Problem details:
Transcribe the records word for word, from the line containing "[spot] the ezy" through the final line of the records, including both of those lines.

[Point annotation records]
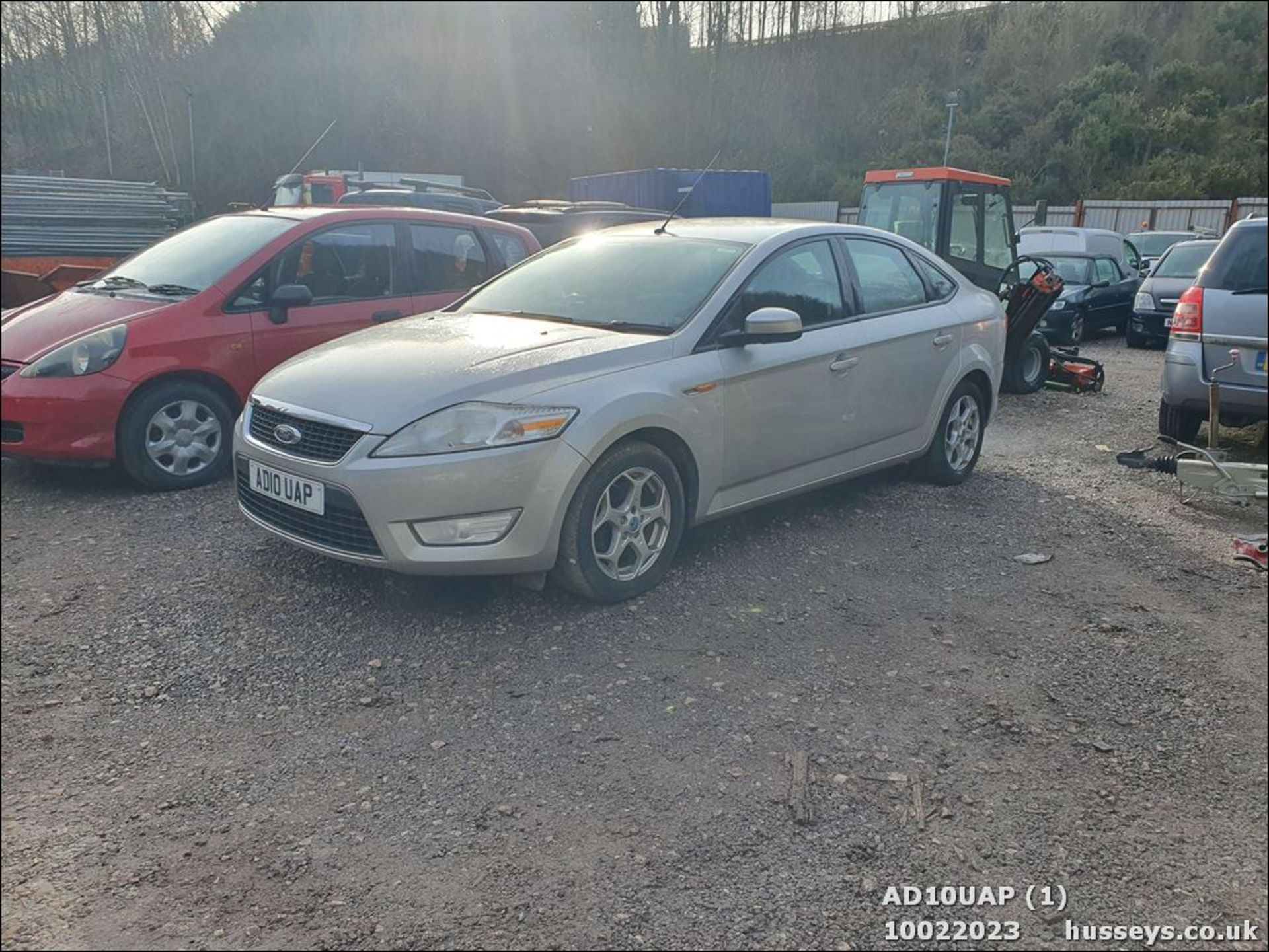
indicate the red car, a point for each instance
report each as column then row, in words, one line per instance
column 150, row 363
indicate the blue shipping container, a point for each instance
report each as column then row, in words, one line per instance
column 720, row 193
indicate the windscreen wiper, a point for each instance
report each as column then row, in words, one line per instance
column 118, row 281
column 631, row 326
column 172, row 289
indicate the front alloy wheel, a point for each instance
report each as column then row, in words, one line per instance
column 183, row 437
column 962, row 433
column 174, row 435
column 631, row 524
column 623, row 524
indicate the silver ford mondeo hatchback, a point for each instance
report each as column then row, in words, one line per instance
column 578, row 412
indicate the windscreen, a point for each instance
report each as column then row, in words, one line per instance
column 197, row 256
column 1183, row 260
column 655, row 281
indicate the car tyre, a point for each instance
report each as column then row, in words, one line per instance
column 175, row 437
column 623, row 525
column 1028, row 373
column 1178, row 422
column 958, row 440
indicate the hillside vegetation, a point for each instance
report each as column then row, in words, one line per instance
column 1070, row 99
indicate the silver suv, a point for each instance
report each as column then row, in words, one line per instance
column 1226, row 310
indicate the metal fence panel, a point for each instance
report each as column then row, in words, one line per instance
column 1058, row 215
column 1253, row 205
column 811, row 211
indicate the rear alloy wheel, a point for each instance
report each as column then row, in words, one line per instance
column 958, row 440
column 1077, row 334
column 623, row 525
column 175, row 437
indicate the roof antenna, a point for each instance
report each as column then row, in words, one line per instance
column 317, row 141
column 687, row 194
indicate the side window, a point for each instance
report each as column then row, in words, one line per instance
column 939, row 281
column 997, row 233
column 966, row 212
column 886, row 279
column 802, row 279
column 509, row 248
column 255, row 295
column 1131, row 255
column 447, row 259
column 348, row 263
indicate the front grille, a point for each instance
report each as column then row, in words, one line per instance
column 342, row 527
column 324, row 443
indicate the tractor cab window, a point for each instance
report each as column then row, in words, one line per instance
column 997, row 233
column 909, row 209
column 965, row 241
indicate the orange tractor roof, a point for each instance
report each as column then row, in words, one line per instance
column 936, row 174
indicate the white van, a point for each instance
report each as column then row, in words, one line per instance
column 1046, row 240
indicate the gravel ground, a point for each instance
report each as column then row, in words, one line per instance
column 215, row 741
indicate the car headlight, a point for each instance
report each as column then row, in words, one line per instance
column 476, row 426
column 87, row 355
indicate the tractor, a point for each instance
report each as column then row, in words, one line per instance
column 968, row 219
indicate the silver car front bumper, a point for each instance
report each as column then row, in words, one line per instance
column 393, row 494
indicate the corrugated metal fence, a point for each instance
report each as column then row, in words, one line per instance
column 1117, row 215
column 1125, row 216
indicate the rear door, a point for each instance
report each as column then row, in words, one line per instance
column 1235, row 306
column 356, row 278
column 906, row 343
column 447, row 262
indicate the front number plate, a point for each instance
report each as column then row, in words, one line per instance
column 302, row 494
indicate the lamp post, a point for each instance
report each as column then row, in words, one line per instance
column 953, row 96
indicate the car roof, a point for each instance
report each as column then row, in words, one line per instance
column 302, row 213
column 748, row 231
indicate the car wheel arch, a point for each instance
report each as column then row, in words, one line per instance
column 217, row 383
column 980, row 379
column 674, row 447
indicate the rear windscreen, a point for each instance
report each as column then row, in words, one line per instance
column 1239, row 263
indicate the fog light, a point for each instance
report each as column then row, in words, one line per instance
column 466, row 531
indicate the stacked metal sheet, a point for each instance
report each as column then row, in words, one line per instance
column 59, row 217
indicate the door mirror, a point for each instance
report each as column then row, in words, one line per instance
column 767, row 326
column 288, row 296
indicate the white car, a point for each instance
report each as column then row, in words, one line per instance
column 576, row 414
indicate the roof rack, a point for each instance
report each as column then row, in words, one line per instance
column 442, row 187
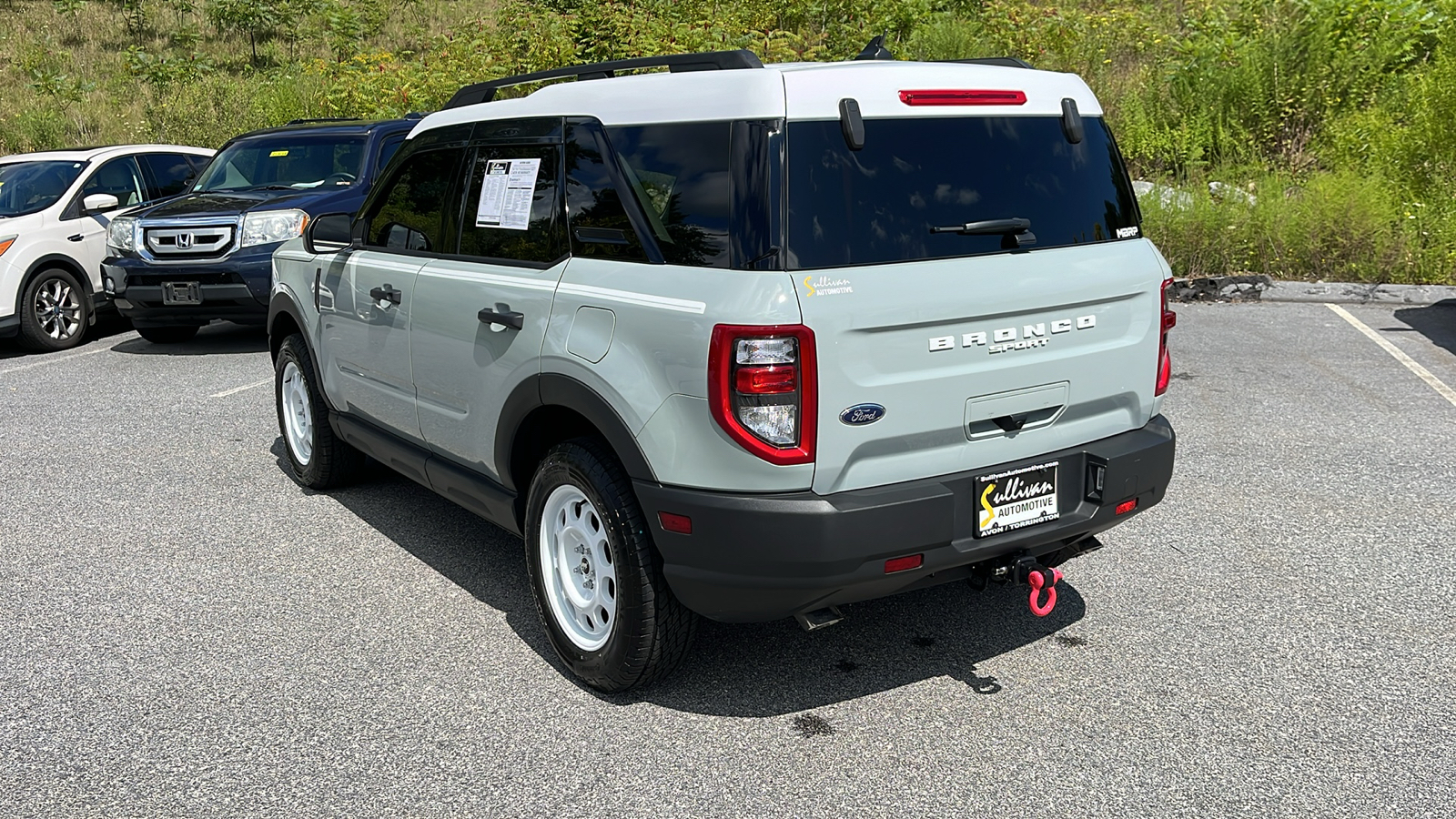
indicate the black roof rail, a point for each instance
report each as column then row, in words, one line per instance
column 1004, row 62
column 703, row 62
column 322, row 120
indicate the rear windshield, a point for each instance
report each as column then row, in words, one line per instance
column 286, row 160
column 878, row 205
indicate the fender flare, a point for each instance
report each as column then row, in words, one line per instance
column 283, row 303
column 552, row 389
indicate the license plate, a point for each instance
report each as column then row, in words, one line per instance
column 1016, row 499
column 181, row 293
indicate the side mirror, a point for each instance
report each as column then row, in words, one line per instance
column 99, row 203
column 329, row 234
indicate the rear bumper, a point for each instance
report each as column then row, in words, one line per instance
column 233, row 288
column 756, row 557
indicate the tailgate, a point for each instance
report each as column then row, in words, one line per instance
column 1062, row 343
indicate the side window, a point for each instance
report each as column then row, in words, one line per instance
column 511, row 205
column 681, row 175
column 410, row 213
column 599, row 222
column 388, row 150
column 120, row 178
column 171, row 174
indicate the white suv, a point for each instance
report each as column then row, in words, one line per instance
column 55, row 210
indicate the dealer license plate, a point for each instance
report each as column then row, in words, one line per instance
column 1016, row 499
column 181, row 293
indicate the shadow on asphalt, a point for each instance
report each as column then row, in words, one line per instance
column 218, row 339
column 1436, row 322
column 734, row 669
column 106, row 327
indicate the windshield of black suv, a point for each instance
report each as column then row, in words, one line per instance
column 881, row 203
column 29, row 187
column 298, row 160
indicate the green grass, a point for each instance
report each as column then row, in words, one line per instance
column 1337, row 116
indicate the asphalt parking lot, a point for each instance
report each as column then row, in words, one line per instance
column 187, row 632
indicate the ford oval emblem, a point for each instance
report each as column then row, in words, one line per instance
column 861, row 414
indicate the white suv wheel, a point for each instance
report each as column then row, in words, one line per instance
column 298, row 414
column 577, row 569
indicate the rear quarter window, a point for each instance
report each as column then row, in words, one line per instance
column 681, row 175
column 878, row 205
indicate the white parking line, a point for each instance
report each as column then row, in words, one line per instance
column 1400, row 356
column 226, row 392
column 53, row 360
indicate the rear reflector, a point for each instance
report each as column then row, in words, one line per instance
column 963, row 96
column 766, row 380
column 681, row 523
column 903, row 562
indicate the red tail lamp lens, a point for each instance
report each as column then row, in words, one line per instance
column 681, row 523
column 1165, row 363
column 766, row 380
column 903, row 562
column 963, row 96
column 762, row 389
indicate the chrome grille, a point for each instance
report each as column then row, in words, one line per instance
column 196, row 242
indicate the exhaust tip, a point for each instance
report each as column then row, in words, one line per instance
column 819, row 618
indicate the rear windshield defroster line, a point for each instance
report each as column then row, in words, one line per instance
column 878, row 205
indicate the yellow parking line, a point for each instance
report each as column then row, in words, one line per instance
column 1400, row 354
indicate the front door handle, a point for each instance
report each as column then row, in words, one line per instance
column 385, row 293
column 502, row 315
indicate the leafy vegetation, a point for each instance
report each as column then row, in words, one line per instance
column 1322, row 126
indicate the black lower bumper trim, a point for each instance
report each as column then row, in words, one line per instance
column 771, row 555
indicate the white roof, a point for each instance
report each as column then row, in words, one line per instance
column 106, row 152
column 793, row 91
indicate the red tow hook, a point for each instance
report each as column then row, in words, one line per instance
column 1037, row 576
column 1038, row 581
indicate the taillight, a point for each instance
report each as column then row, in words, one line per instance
column 1165, row 363
column 963, row 96
column 762, row 389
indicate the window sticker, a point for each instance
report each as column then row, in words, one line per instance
column 506, row 194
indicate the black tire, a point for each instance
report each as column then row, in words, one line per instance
column 44, row 327
column 652, row 630
column 167, row 334
column 329, row 462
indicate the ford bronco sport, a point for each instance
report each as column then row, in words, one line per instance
column 743, row 341
column 184, row 263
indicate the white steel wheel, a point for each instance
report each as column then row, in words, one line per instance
column 577, row 569
column 298, row 413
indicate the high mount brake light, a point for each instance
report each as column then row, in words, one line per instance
column 763, row 389
column 1165, row 363
column 963, row 96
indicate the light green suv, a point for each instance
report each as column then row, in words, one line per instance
column 743, row 341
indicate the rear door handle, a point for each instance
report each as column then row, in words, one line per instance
column 502, row 315
column 385, row 293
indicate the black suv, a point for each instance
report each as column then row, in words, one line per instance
column 179, row 264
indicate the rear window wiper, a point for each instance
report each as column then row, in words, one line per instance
column 1016, row 230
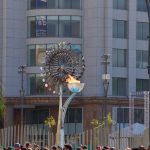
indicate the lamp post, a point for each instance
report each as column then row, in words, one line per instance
column 22, row 91
column 148, row 10
column 105, row 78
column 74, row 88
column 63, row 66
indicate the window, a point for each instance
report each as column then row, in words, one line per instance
column 119, row 86
column 119, row 29
column 35, row 116
column 120, row 4
column 141, row 5
column 54, row 26
column 75, row 26
column 141, row 85
column 142, row 30
column 62, row 4
column 73, row 121
column 31, row 27
column 64, row 26
column 119, row 58
column 141, row 59
column 41, row 26
column 121, row 116
column 36, row 53
column 36, row 86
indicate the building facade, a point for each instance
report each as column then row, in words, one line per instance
column 94, row 28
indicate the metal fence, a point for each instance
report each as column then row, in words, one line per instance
column 42, row 136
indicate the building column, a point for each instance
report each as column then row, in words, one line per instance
column 132, row 46
column 9, row 116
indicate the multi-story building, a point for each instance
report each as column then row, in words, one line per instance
column 94, row 28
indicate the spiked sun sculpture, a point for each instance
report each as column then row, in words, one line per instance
column 62, row 67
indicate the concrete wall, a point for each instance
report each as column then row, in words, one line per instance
column 14, row 44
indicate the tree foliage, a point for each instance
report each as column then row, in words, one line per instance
column 50, row 121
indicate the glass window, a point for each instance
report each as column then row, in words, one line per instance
column 36, row 55
column 141, row 59
column 36, row 116
column 141, row 84
column 76, row 48
column 119, row 29
column 40, row 54
column 120, row 4
column 141, row 5
column 123, row 115
column 76, row 26
column 141, row 30
column 119, row 58
column 64, row 26
column 76, row 4
column 64, row 4
column 31, row 55
column 119, row 86
column 41, row 4
column 31, row 4
column 41, row 26
column 36, row 86
column 31, row 27
column 73, row 121
column 52, row 4
column 52, row 26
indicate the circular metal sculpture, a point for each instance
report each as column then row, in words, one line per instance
column 62, row 61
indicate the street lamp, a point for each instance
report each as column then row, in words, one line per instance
column 148, row 10
column 22, row 91
column 63, row 66
column 105, row 78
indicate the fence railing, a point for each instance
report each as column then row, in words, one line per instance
column 42, row 136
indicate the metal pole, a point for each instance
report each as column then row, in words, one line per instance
column 105, row 82
column 21, row 70
column 58, row 134
column 148, row 10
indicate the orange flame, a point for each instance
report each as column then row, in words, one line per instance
column 71, row 79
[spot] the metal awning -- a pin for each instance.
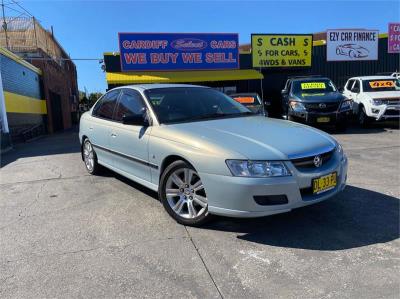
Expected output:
(181, 76)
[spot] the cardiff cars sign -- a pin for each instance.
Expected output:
(178, 51)
(352, 45)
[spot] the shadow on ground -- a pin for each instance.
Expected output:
(373, 128)
(357, 217)
(59, 143)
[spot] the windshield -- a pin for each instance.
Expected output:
(247, 99)
(314, 86)
(183, 104)
(381, 85)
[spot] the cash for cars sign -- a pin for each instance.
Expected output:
(178, 51)
(352, 45)
(394, 38)
(272, 50)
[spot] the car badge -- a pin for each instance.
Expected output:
(317, 161)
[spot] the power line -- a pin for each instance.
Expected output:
(20, 6)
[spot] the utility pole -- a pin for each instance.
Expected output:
(4, 25)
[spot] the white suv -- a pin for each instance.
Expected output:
(374, 97)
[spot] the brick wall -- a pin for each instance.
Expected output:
(61, 80)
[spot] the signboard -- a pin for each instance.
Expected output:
(178, 51)
(394, 38)
(352, 45)
(281, 50)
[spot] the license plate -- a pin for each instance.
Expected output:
(324, 183)
(323, 119)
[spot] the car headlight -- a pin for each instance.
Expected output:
(297, 106)
(340, 151)
(258, 169)
(377, 102)
(346, 104)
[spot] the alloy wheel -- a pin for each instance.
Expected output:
(185, 193)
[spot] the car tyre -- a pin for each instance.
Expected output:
(183, 195)
(90, 158)
(341, 126)
(363, 118)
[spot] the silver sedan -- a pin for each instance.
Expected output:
(206, 154)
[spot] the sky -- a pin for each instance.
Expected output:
(87, 29)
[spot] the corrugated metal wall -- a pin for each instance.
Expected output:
(19, 79)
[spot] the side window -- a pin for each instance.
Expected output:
(105, 107)
(289, 86)
(349, 84)
(130, 103)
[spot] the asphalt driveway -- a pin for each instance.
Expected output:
(64, 233)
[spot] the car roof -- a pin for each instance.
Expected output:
(143, 87)
(309, 78)
(243, 93)
(372, 77)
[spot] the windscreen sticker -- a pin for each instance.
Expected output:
(379, 84)
(244, 100)
(313, 85)
(312, 94)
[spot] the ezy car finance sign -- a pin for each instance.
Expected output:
(352, 45)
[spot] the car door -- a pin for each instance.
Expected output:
(355, 91)
(130, 142)
(347, 88)
(100, 126)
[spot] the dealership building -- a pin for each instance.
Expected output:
(267, 81)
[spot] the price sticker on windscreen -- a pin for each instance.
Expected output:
(282, 51)
(244, 100)
(380, 84)
(313, 85)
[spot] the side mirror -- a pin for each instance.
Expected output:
(135, 120)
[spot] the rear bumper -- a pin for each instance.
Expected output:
(234, 196)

Task answer:
[spot] the ezy car finance sign -- a pin for each instance.
Expected output:
(352, 45)
[spot] the car door -- a pin for each instance.
Expected output:
(355, 91)
(130, 142)
(347, 88)
(100, 126)
[spot] the dealership building -- a pin for each instance.
Expected output:
(267, 81)
[spot] the price sticker on windscreen -- a pin for each instance.
Expected output:
(282, 51)
(244, 100)
(380, 84)
(313, 85)
[spot] the side mirror -- a pin for each instance.
Expected output:
(135, 120)
[spot] the rear bumper -- a pin for each instance.
Expected output:
(234, 196)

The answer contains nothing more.